___ Extracted material ___

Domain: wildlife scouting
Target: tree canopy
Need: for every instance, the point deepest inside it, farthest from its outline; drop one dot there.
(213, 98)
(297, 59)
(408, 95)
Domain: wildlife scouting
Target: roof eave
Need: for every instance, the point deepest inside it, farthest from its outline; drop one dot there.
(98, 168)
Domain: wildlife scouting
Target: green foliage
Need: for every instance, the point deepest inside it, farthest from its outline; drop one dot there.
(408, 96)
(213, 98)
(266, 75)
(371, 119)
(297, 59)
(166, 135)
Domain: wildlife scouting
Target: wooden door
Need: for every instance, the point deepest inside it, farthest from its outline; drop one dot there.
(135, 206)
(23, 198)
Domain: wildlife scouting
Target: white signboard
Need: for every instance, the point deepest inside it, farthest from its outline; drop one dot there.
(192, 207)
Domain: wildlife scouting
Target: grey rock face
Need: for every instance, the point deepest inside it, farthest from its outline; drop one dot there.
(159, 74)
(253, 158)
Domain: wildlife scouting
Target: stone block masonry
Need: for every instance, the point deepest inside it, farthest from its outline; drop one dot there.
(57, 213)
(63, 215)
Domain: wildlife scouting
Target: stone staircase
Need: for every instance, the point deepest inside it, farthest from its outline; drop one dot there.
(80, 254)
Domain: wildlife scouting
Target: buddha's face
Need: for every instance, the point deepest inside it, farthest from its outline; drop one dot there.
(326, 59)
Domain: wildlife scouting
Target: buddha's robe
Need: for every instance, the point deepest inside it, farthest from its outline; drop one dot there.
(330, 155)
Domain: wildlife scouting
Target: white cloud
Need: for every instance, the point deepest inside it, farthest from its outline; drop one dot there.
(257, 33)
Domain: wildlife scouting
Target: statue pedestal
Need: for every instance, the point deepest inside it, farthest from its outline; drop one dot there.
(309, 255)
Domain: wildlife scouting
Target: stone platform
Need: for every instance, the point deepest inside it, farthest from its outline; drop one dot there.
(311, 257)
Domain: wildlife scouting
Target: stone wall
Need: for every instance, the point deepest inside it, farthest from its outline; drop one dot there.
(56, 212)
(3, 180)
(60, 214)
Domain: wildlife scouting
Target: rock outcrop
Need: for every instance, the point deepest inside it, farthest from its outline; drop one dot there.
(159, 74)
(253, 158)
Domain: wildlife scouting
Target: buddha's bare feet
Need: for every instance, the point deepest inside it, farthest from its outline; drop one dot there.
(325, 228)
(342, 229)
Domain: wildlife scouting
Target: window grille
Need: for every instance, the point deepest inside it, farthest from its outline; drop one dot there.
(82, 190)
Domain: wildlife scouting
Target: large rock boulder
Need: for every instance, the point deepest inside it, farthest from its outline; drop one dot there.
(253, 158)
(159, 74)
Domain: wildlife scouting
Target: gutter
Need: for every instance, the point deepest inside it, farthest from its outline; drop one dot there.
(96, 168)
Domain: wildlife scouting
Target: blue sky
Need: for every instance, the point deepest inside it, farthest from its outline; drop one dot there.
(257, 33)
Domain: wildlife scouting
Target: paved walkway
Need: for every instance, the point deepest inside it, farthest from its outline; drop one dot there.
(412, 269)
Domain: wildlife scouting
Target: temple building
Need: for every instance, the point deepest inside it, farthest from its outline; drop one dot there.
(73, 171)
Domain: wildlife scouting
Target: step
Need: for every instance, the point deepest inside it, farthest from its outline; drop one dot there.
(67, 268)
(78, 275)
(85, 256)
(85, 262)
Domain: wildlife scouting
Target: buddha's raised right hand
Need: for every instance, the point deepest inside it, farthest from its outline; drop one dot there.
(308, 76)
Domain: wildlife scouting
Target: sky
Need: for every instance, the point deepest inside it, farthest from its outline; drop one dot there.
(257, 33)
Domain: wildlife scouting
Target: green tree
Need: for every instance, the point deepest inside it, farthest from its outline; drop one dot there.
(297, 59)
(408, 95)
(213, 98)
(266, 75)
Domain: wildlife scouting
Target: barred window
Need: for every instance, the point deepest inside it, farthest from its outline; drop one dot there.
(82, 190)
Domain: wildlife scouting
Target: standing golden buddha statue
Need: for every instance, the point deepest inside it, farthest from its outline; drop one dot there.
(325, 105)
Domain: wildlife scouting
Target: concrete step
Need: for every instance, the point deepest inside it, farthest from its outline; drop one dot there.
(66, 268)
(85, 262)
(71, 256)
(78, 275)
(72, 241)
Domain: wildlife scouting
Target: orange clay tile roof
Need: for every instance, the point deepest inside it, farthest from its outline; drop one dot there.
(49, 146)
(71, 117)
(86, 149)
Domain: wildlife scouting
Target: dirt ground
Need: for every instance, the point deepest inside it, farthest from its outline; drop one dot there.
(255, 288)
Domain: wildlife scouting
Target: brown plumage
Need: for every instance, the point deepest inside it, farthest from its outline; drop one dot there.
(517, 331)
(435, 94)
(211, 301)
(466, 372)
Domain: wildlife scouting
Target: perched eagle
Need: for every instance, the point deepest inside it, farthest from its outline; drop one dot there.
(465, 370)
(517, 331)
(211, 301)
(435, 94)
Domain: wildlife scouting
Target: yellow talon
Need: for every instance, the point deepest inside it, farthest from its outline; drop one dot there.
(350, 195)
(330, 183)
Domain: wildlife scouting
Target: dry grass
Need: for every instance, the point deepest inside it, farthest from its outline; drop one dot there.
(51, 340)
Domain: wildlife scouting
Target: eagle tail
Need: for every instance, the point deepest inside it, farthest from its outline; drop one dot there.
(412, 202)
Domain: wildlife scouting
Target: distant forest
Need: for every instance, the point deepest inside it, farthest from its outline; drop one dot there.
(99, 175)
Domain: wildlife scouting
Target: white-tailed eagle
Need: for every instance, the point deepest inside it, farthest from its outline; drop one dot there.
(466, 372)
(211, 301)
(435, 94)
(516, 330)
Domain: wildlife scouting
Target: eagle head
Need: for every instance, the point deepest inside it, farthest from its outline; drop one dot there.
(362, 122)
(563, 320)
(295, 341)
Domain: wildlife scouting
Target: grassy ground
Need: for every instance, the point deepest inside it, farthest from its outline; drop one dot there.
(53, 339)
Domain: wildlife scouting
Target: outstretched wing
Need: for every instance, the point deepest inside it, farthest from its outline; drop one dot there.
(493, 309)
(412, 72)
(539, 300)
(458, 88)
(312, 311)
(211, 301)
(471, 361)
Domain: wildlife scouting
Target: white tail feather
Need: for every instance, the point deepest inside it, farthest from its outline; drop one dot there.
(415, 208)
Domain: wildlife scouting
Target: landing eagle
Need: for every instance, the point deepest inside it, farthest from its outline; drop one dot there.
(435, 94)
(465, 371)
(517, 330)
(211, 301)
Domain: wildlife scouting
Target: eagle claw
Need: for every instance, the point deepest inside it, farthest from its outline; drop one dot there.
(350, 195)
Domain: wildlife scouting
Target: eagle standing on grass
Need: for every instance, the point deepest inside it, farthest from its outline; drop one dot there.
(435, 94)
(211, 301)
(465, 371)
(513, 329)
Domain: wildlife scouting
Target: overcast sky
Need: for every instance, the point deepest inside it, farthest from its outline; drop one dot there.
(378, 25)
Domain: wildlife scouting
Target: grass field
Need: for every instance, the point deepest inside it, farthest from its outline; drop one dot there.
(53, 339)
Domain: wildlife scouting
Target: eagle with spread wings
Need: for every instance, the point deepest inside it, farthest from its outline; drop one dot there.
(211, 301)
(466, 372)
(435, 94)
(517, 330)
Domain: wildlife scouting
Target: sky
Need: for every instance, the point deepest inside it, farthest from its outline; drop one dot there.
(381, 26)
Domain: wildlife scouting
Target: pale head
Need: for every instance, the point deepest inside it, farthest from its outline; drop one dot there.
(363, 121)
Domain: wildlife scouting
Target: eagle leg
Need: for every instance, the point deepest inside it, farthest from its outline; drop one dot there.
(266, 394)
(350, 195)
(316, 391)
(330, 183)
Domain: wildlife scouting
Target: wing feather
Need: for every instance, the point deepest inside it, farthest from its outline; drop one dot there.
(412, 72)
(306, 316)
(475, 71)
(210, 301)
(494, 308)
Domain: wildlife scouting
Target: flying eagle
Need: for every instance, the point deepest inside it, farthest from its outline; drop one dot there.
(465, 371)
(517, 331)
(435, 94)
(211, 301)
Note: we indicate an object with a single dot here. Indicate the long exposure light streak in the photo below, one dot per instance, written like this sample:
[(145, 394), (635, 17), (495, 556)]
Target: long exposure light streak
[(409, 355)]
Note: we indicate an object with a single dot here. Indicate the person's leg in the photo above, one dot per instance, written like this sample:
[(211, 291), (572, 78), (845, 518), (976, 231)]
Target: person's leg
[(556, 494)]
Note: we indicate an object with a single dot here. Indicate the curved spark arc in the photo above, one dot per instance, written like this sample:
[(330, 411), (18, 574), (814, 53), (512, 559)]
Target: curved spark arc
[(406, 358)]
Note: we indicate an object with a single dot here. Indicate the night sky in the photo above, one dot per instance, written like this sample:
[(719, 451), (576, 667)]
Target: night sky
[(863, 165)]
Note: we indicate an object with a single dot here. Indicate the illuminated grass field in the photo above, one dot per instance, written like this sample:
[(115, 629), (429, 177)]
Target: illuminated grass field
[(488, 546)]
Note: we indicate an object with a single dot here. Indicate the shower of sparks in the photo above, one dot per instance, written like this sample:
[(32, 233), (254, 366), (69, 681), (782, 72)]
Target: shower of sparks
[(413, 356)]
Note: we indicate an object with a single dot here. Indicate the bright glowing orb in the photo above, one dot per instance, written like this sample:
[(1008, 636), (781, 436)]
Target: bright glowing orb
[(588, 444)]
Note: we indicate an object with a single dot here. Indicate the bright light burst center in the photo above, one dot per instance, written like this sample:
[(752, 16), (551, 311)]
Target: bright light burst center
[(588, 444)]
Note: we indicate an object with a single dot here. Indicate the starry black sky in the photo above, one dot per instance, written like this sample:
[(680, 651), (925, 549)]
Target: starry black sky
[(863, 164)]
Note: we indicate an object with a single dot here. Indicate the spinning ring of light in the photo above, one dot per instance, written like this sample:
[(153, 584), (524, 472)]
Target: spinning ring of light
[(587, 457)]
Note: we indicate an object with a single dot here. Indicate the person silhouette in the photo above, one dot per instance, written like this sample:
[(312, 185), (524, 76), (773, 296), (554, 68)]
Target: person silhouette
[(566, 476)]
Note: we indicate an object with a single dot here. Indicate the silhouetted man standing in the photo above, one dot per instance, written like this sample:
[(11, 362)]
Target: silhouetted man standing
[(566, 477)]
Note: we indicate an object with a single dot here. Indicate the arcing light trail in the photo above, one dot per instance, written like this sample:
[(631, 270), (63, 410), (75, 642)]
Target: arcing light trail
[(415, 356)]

___

Description of the task:
Return, word for word, everything in the material from the line containing "Indicate the shower" down to the end of the material, including both the starting line and the last one.

Final answer:
Note: we indicate an object with a single dot here. Indicate the shower of sparks in the photo above, one dot per instance, written like this sample:
[(32, 233), (254, 366), (69, 681), (782, 72)]
Target: shower of sparks
[(413, 356)]
Note: we indicate an object with a single dot here. Indicate the bright glowing orb in the photo above, one dot per instance, written like this sample:
[(1008, 636), (781, 436)]
Target: bright glowing orb
[(588, 444)]
Note: we indicate an object with a single dot here. Indicate the bright light burst center in the photo above, one dot per instance, written like this sample:
[(752, 16), (551, 311)]
Target: bright light burst center
[(588, 444)]
Note: we indicate an object with a single dot here. Indicate the starry black sky in the photo above, one dot per instance, written like this sample:
[(680, 651), (925, 549)]
Target: starry black sky
[(863, 164)]
Note: we indicate an object with a single dot here. Indicate the spinning ring of light in the photo above, one dot per instance, written like this sample:
[(153, 584), (524, 472)]
Target: spinning ring of light
[(587, 457)]
Note: we indicate an object with a single dot here. Indicate the person silhouette in the photo above, one dot per instance, written like this sample:
[(312, 185), (524, 76), (773, 296), (554, 68)]
Target: person silhouette
[(566, 476)]
Note: we indicate an object with a single dot here. Indicate the silhouetted man standing in the photo above, one dot per instance, written like this sample:
[(11, 362)]
Target: silhouetted man standing
[(566, 477)]
Note: we indicate an object with a single dot here. Indicate the arcing light trail in the photo above, one dot per instance, written like this sample:
[(631, 270), (63, 410), (75, 642)]
Target: arcing light trail
[(415, 356)]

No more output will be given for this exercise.